- [EXERCISE]: Rewrite every one of the items below, putting "annotator" in place of each "pointer" and changing nothing else.

Start of DATA ROWS

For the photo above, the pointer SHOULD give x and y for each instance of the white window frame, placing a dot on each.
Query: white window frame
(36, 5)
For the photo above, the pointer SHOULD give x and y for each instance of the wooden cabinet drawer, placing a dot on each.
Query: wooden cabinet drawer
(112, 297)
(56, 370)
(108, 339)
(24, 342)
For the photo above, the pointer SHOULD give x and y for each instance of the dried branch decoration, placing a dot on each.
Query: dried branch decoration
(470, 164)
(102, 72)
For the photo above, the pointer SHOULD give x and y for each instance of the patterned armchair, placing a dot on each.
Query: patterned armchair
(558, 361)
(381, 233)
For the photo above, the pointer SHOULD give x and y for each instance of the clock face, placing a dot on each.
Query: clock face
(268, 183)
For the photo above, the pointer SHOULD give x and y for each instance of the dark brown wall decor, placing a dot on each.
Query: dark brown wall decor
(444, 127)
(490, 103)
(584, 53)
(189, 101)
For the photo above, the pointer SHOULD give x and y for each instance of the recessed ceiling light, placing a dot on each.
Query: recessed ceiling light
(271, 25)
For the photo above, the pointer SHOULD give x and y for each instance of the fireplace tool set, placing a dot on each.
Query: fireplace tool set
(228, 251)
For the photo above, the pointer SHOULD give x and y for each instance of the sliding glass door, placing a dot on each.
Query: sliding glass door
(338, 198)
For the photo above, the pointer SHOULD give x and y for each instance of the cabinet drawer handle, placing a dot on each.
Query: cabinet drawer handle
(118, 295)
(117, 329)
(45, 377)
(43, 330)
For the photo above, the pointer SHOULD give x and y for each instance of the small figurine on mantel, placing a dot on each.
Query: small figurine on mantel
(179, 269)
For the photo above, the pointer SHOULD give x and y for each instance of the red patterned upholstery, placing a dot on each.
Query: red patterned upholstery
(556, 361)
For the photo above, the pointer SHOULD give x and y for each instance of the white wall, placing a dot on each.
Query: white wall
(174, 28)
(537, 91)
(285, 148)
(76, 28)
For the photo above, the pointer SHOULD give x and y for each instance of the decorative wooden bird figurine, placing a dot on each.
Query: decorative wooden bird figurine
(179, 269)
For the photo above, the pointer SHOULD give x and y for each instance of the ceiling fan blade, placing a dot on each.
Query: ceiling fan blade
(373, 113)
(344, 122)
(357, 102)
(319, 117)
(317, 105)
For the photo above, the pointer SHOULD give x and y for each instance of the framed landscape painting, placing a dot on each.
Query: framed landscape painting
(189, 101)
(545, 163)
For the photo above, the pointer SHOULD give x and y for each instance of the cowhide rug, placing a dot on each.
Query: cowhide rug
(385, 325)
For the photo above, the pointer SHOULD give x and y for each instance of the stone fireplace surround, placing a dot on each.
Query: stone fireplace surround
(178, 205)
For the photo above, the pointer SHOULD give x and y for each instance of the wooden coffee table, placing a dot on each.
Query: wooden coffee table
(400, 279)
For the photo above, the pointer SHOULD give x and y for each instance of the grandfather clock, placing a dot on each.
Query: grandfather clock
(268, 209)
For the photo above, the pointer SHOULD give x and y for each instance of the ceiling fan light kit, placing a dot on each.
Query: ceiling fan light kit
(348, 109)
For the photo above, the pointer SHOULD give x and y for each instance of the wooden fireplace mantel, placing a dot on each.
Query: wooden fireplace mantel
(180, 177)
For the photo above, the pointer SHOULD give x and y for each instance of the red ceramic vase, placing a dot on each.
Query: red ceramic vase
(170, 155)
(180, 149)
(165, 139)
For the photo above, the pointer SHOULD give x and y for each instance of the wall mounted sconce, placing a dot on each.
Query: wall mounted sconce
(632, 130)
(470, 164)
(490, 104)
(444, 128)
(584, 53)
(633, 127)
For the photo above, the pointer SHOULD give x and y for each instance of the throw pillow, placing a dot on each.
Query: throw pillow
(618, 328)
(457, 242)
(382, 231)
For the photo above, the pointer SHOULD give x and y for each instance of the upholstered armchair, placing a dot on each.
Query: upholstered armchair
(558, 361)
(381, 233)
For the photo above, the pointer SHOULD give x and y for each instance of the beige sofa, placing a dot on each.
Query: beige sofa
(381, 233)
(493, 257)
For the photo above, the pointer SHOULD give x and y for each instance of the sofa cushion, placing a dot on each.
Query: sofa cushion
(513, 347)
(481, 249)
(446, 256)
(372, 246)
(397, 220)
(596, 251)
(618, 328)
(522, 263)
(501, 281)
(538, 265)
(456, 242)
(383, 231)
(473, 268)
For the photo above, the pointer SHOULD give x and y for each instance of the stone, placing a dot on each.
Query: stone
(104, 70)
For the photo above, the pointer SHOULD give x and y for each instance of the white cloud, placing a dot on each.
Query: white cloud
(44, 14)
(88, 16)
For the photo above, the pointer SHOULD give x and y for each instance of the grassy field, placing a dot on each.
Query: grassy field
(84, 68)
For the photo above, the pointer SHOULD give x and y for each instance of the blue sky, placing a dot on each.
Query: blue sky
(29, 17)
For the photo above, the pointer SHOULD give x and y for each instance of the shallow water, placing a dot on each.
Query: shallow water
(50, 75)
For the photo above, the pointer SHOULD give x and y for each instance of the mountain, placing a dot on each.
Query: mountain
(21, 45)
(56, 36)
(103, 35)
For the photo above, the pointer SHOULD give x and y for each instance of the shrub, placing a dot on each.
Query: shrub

End of DATA ROWS

- [TASK SOLUTION]:
For the photo above, the annotator SHOULD give x and y for each instance of the white window frame, placing a dot on each.
Query: white window frame
(36, 5)
For the photo above, the annotator SHOULD give x and y for each instance of the wooden cabinet drawer, placing a dot on each.
Query: wooden cabinet drawer
(112, 297)
(56, 370)
(108, 339)
(24, 342)
For the photo above, the annotator SHOULD give x and y for each instance of the dried branch decoration, placing a dot on each.
Query: dried branch decoration
(470, 164)
(102, 72)
For the photo above, the annotator SHOULD give x and y for each instance of the patterned armchair, placing a dot on each.
Query: patterned armchair
(558, 361)
(381, 233)
For the photo above, the annotator SHOULD give x and y for each instance of the clock face, placing a dot on each.
Query: clock face
(268, 183)
For the photo above, the annotator SHOULD give x and y for each instance of the dark brown wall decor, placing a dot on each.
Query: dark brown wall decor
(444, 127)
(490, 103)
(584, 53)
(189, 101)
For the photo above, the annotator SHOULD give x and y for each instance of the recessed ceiling light, placing a dot on each.
Query: recessed ceiling light
(271, 25)
For the photo above, the annotator SHOULD give x and y for each instance of the fireplace tool set, placing a dot on each.
Query: fireplace tool set
(228, 251)
For the photo above, the annotator SHOULD give x and y for each instance of the sliding glass door, placing a dot on each.
Query: sliding glass door
(338, 198)
For the photo above, the annotator SHOULD give x and y for each instance of the cabinet drawer handle, placing a dot on each.
Query: cabinet drawer handle
(118, 295)
(117, 329)
(45, 377)
(43, 330)
For the photo above, the annotator SHOULD give x and y for each instance of the small figurine on mantel, placing a dot on each.
Query: small figurine on mantel
(179, 269)
For the photo above, the annotator SHOULD give x and y for each instance of the red patterned upholstery, placing a dot on each.
Query: red patterned upholstery
(556, 361)
For the photo above, the annotator SHOULD give x and y for each instance of the white wall, placing a dot on each.
Query: white wall
(174, 28)
(537, 91)
(285, 148)
(76, 28)
For the photo above, the annotator SHOULD give x and y for each instance of the decorative wooden bird figurine, placing a dot on each.
Query: decorative wooden bird figurine
(179, 269)
For the photo above, the annotator SHOULD give x and y for each instance of the ceiling fan blade, placing a dot on each.
Query: ceiling fan blade
(373, 113)
(344, 122)
(357, 102)
(319, 117)
(317, 105)
For the photo above, the annotator SHOULD give x and y for each instance of the framed landscape painting, placing a dot on each.
Query: framed landscape painting
(189, 101)
(545, 163)
For the photo above, the annotator SHOULD give x and y for each instance of the cowhide rug, placing a dot on each.
Query: cowhide rug
(385, 325)
For the photo above, the annotator SHOULD give x and y for each instance of the stone fireplace surround, placing a dot on each.
Query: stone fireplace surround
(178, 205)
For the photo above, the annotator SHOULD give x and y for each instance of the wooden coffee table, placing a dot on each.
Query: wooden coffee table
(400, 279)
For the photo above, the annotator SHOULD give x and y for each instance of the grandfather clock, placing a dot on each.
Query: grandfather clock
(268, 209)
For the photo above, the annotator SHOULD give x and y for each instance of the ceiling fan light kit, placing a dot on each.
Query: ceiling fan light kit
(348, 109)
For the photo above, the annotator SHOULD give x and y for each instance of the wooden fireplace mantel, placing a dot on each.
Query: wooden fireplace mantel
(180, 177)
For the photo above, the annotator SHOULD give x and y for each instance of the red ceramic vase, placing a dot on each.
Query: red ceramic vase
(170, 155)
(180, 149)
(165, 139)
For the photo above, the annotator SHOULD give x and y for each instance of the wall mounted sconce, placing a dot on each.
Query: wall mounted sconce
(632, 130)
(470, 164)
(490, 104)
(444, 128)
(584, 53)
(633, 127)
For the photo above, the annotator SHOULD give x and y for each instance of the throw pillow, placing a dot on each.
Query: throw pillow
(618, 328)
(457, 242)
(382, 231)
For the photo above, the annotator SHOULD give x and y for each instance of the upholstered armchair, placing a dot on each.
Query: upholstered armchair
(558, 361)
(381, 233)
For the photo above, the annotator SHOULD give x and y for each instance of the beige sofa, placing a dot on each.
Query: beige sofa
(381, 233)
(493, 257)
For the photo above, the annotator SHOULD give x and y for each instance of the sofa cushion, placing a dot on each.
Query: sofa cushion
(513, 347)
(481, 249)
(446, 256)
(372, 246)
(397, 220)
(596, 251)
(618, 328)
(522, 263)
(501, 281)
(538, 265)
(456, 242)
(383, 231)
(473, 268)
For the photo above, the annotator SHOULD give x and y for each instance of the stone, placing a dot on each.
Query: stone
(104, 70)
For the photo above, the annotator SHOULD give x and y for each instance of the white cloud, placing a dot on each.
Query: white cloud
(44, 14)
(88, 16)
For the photo above, the annotator SHOULD give x and y for each instance of the grassy field, placing a dot on each.
Query: grassy field
(84, 68)
For the photo above, the annotator SHOULD give x and y for each instance of the blue sky, placing a dot on each.
Query: blue sky
(29, 17)
For the photo above, the annotator SHOULD give x and y for each instance of the shallow water, placing a dot on each.
Query: shallow water
(50, 75)
For the photo above, the annotator SHOULD give x and y for each instance of the mountain, placing a dot on each.
Query: mountain
(21, 45)
(56, 36)
(103, 35)
For the photo above, the annotator SHOULD give x and y for each instance of the shrub, placing a dot on each.
Query: shrub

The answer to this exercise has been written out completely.